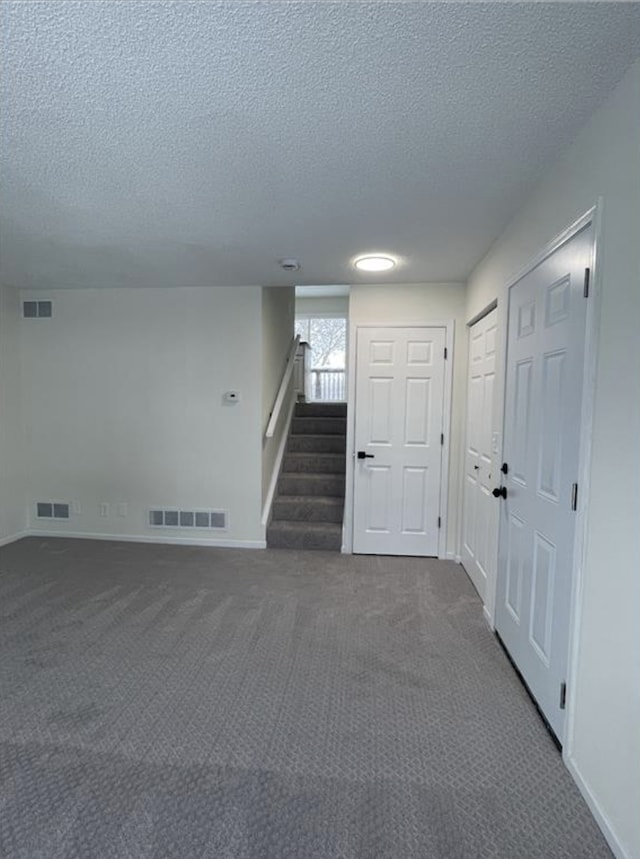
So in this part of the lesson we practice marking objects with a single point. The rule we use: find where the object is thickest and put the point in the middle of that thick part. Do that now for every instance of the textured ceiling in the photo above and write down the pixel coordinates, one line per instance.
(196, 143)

---

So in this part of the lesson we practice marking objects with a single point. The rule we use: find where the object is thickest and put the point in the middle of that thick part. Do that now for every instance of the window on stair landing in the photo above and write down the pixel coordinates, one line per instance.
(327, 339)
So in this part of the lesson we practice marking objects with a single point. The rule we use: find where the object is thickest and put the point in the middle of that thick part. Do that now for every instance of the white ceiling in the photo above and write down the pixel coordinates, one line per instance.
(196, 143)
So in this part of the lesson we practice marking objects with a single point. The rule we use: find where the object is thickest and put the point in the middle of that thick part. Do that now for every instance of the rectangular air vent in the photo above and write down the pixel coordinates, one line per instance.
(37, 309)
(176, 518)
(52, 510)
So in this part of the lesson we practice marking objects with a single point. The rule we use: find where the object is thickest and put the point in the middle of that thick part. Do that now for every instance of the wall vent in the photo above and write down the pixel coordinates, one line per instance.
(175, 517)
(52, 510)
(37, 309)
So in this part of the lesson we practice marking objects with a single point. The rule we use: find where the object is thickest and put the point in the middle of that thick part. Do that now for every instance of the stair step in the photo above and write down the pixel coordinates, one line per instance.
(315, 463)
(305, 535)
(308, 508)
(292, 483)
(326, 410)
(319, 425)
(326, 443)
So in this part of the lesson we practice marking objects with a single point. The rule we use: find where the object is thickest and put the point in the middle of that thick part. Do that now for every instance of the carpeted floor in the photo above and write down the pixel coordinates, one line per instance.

▶ PROBLEM DESCRIPTION
Among the lines above, repeat exactly those from the line with "of the white" to the line with "of the carpeted", counting both ends.

▶ SOLVED EXERCISE
So in this part of the lesson we practice marking objects with a single point. The rule we use: find where the object is thickest and put the point in the middle of that thick part. Do that now for every instance of the white ceiling in the photo above and write down the pixel coordinates, one line per instance.
(196, 143)
So in this part of the lesson we practice marking objects with a single point. The rule we use: find where the object is thickest and put the point in the middle of that thick part. Do that now for every instance of the rectangular air vent in the photo above and write down the pixel coordinates, one line per instance.
(37, 309)
(176, 518)
(52, 510)
So in this part of the lesson we practice marking objects with a single point. The rule we use: find where the object is thickest and put the point in the middle of that thick part. Do that now for every instance of the wall vent in the photo above and write down the pixel coordinates, one line per instance.
(175, 517)
(52, 510)
(37, 309)
So in this part of the lesson we practice marking objects with a single point. The rule we use: find where the object is thickest and put the point in the middle of that thick part. Do that now for every instance of the stair step in the photo above and write down the pixel coordinates, one line per instance.
(315, 463)
(305, 535)
(308, 508)
(292, 483)
(326, 410)
(319, 425)
(326, 443)
So in this part of the lesson we practice marking objects with a single point. The rule we use: find where the object is thickest and put the point in the middle of that thick part. Do that now for every instance of the carpeted floor in the photo above and write down the pixel coordinates, one line per instance.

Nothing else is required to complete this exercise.